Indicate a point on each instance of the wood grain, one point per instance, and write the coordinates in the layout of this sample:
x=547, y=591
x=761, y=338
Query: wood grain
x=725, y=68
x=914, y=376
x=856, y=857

============================================================

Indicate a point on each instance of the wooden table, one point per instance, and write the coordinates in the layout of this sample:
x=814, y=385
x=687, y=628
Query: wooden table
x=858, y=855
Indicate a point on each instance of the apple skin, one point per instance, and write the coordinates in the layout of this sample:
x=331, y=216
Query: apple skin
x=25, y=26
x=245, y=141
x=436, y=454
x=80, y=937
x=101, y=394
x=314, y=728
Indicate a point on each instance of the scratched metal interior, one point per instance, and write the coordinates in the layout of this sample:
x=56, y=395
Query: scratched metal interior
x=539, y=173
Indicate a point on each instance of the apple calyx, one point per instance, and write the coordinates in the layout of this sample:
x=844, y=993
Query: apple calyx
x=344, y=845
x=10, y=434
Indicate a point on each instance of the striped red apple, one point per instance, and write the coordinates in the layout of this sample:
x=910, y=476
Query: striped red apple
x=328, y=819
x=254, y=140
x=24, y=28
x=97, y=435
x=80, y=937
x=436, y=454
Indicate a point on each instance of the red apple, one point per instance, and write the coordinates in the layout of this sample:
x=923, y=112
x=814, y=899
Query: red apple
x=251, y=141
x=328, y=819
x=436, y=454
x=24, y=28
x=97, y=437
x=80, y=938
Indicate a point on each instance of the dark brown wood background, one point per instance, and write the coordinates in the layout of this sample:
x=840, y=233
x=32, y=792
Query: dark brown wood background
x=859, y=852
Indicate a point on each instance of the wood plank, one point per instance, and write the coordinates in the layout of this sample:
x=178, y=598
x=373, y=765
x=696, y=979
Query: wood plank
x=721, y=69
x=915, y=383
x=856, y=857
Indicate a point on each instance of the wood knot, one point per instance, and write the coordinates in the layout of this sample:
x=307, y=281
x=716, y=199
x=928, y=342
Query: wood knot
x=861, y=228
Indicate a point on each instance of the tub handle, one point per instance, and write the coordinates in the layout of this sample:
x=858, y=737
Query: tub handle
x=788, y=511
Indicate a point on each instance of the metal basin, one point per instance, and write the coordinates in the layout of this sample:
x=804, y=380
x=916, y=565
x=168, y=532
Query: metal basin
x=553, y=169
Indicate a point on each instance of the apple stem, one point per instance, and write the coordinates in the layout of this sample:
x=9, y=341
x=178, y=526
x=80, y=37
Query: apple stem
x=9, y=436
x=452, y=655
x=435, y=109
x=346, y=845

============================================================

### [Required action]
An exact, complete copy of the lines above from the one with "Indicate a point on each instance of the wooden" through the one with "x=56, y=395" is the whole answer.

### [Solution to this problem]
Indicate a point on each instance of the wooden table, one point per instance, and write the coordinates in the layout of this sample:
x=814, y=385
x=687, y=628
Query: wooden table
x=858, y=855
Indicate a point on each instance of the apple skin, one point per instance, and write the coordinates in the layout of this sample:
x=331, y=216
Query: apple skin
x=25, y=26
x=245, y=141
x=436, y=454
x=80, y=937
x=101, y=394
x=314, y=728
Indicate a point on each instance of the scratched metal interior, one point per instance, and write the coordinates in the layout of this sample:
x=56, y=395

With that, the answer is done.